Reading text
The following examples demonstrate operation of a circuit breaker.

Rate Limiter

A fault-tolerance primitive that prevents clients of a system from exceeding a sustainable request rate.

Rate-limiters exist to protect services from unsustainable request volumes, such as during spikes in user traffic or denial-of-service attacks (including friendly-fire from misbehaving collaborator services) [3][4]. While services can utilize rate-limiting to protect themselves from high request volume, they can also use rate-limiting to control the volume of their own requests to unprotected legacy back-ends that are otherwise vulnerable [3]. In either case, rate-limiters deny requests above a certain throughput, shedding load off vulnerable systems, and may even prioritize certain types of requests over others to ensure less-significant systems degrade before more-critical systems [4].

Clients of rate-limited systems should respond to rate-limiting intelligently or else risk cascading failures as errors from one service propagate uncontrolled throughout a network of collaborating services, possibly with self-reinforcing consequences [3]. In order for clients to respond to rate-limiting, services must signal clients when rate-limiting is active, such as by returning error code 429: Too Many Requests [5] during periods of high load. Clients will typically want to retry. As an alternative to rejecting excessive requests, services may be able to enqueue them for asynchronous fulfillment. In this scenario a service would immediately return a job ID to the client in response to their request. The client would know to poll the service or subscribe to an appropriate messaging channel for the response [6][3].

Rate-limiting strategies which discard traffic in exceeds of an allowed rate (e.g. with 429 http responses) are referred to as traffic policing strategies, and strategies which instead defer requests until they conform to a tolerable request rate (e.g. by enqueuing requests for asynchronous fulfillment) are referred to as traffic shaping strategies [7][8].

There are multiple algorithms for rate-limiting (see [3][9]), some of which we will explore below.

Token Bucket (Leaky Bucket) Algorithm

Note	There are two implementations of the leaky bucket: one used to police traffic, and one used to shape it. The traffic-shaping version is conceptually the same as token bucket, described below. These amount to different mental models for the same algorithm. [10]

The token bucket algorithm is used to police or shape traffic to conform to a desired level of "burstiness" and average request rate [11][10]. This strategy limits each request by the resources (e.g. database connections, CPU time) it requires such that overall traffic is limited on the basis of available system capacity rather than simple volume of requests [3].

Required task 1
Render this sentence from the rate limiter text in Spanish: "As an alternative to rejecting excessive requests, services may be able to enqueue them for asynchronous fulfillment."
Required task 2
Set down the stretch of the rate limiter text from "Clients of rate-limited" through "the response [6][3]." without altering a word.
The listing has no role in this exercise.

Supplied data
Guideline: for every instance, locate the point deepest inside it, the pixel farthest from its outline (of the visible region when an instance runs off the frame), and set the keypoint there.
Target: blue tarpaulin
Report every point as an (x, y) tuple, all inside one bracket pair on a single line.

Final answer 1
Como alternativa a rechazar las solicitudes excesivas, es posible que los servicios puedan ponerlas en cola para atenderlas de forma asíncrona.

Final answer 2
Clients of rate-limited systems should respond to rate-limiting intelligently or else risk cascading failures as errors from one service propagate uncontrolled throughout a network of collaborating services, possibly with self-reinforcing consequences [3]. In order for clients to respond to rate-limiting, services must signal clients when rate-limiting is active, such as by returning error code 429: Too Many Requests [5] during periods of high load. Clients will typically want to retry. As an alternative to rejecting excessive requests, services may be able to enqueue them for asynchronous fulfillment. In this scenario a service would immediately return a job ID to the client in response to their request. The client would know to poll the service or subscribe to an appropriate messaging channel for the response [6][3].